Metropolitan Cornelius (Митрополит Корнилий, Metropoliit Kornelius or secular name Vjatšeslav Vassiljevitš Jakobs, or Vyacheslav Vasilyevich Yakobs, Вячеслав Васильевич Якобс; 19 June 1924 – 19 April 2018) was an Estonian metropolitan bishop of Tallinn and All Estonia, the head of the Estonian Orthodox Church of Moscow Patriarchate.

== Early life ==
Cornelius was born on 19 June 1924 in Tallinn into the family of a Russian army colonel. After the Russian Revolution in 1917, the family had emigrated to Estonia.

In 1943, he finished school and served as a psalm reader in the Church of our Lady Kazan in Tallinn. On 19 August 1945, he was ordained a deacon by Archbishop Paul (Dmitrovsky), and later, on 8 February 1948, he was ordained a priest by bishop Isidore (Bogoyavlensky). He was appointed rector of St Mary Magdalene Church in Haapsalu (et).

In 1951 he graduated from the Leningrad Theological Seminary (by correspondence). From 1951 to 1957 he belonged to the clergy of the Vologda diocese.

== Arrest and imprisonment ==

On 27 February 1957, he was arrested by the KGB and charged with "anti-Soviet agitation" (due to his possession of religious books and conversations with believers). On 16 May 1957, he was sentenced to 10 years imprisonment.

He served his sentence in the political camps of Mordovia (Dubravlag). On 12 September 1960, the Supreme Court of Mordovia reduced the sentence to five years, and then by the court's resolution he was released from custody ahead of time and put on probation. (He was rehabilitated on 14 October 1988).

In November 1960 he returned to Estonia and became rector at the church of St. John of Baptist (et) in Nõmme, Tallinn.

In 1974 he became a widower. He was subsequently awarded the mitre and was elected chairman of the parish council.

Data excerpt →
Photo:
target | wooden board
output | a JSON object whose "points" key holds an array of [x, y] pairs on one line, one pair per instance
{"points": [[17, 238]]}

What you need to do →
• 1. According to the Metropolitan Cornelius biography, which seminary did he graduate from in 1951, and how did he study there?
• 2. Render this sentence from the Metropolitan Cornelius biography in German: "From 1951 to 1957 he belonged to the clergy of the Vologda diocese."
• 3. Carry the Metropolitan Cornelius biography forward from its final sentence.

Answers to the tasks →
• 1. He graduated from the Leningrad Theological Seminary by correspondence.

• 2. Von 1951 bis 1957 gehörte er zum Klerus der Diözese Wologda.

• 3.
== Later ecclesiastic career ==

On 20 July 1990 at the first meeting of the Holy Synod, chaired by new elected Patriarch Alexius II, he was appointed Bishop of Tallinn, vicar to His Holiness the Patriarch. On 21 August 1990, he took monastic vows in the Monastery of the Dormition at Pechery near Pskov and obtained the name of Cornelius; on 6 September 1990 he was elevated to the rank of archimandrite. On 15 September 1990, he was ordained a bishop at the Cathedral of St. Alexander Nevsky in Tallinn. The chirotony (laying on of hands) was done by Alexei II with Metropolitan Tikhon (Tajakka) of Helsinki (Finnish Orthodox Church), Bishop Eugene (Zhdan) of Tambov and Michurinsk, Bishop Victor (Pyankov) of Podolsk, and Bishop Leo (Tserpitsky) of Novgorod and Staraya Russa.

In 1992 the Holy Synod granted autonomy to the Estonian Orthodox Church and bishop Cornelius became the head of the Estonian church, with the title of Bishop of Tallinn and all Estonia. On 25 February 1995 he was elevated to the rank of archbishop. On 6 November 2000, he was elevated to the rank of Metropolitan of Tallinn and all Estonia.

In 2007 he dismissed local education related protests as "useless" and called on Estonian Orthodox Christians (mostly people of Russian descent) to embrace Estonian culture.

He became the oldest bishop of the Russian Orthodox Church and celebrated his 90th birthday in 2014. For the occasion he released an autobiographical book.

== Awards and honours ==
- 1966 - Patriarchal deed
- 1971 - Order of St. Vladimir Grand Duke Wladimir III degree
- 1986 - Order of St. Sergius III level
- 1991 - Order of the Finnish Orthodox Church - comandor sign of Knighthood of the Holy Lamb (Pyhan Karitsan Ritarikunnan Komentajamerkki)
- 1996 - Order of the Holy Prince Daniel of Moscow, II degree
- 1999 - Order of St. Sergius II degree;
- 2002 - Order of St. Innocent, Metropolitan of Moscow, III degree;
- 2004 - Order of St. Equal to the Apostles Prince Vladimir II degree;
- 2007 - Order of St. Innocent, Metropolitan of Moscow, II degree
- 2009 - Order of the Holy Martyr Isidore of Yuriev I degree (Estonian Orthodox Church)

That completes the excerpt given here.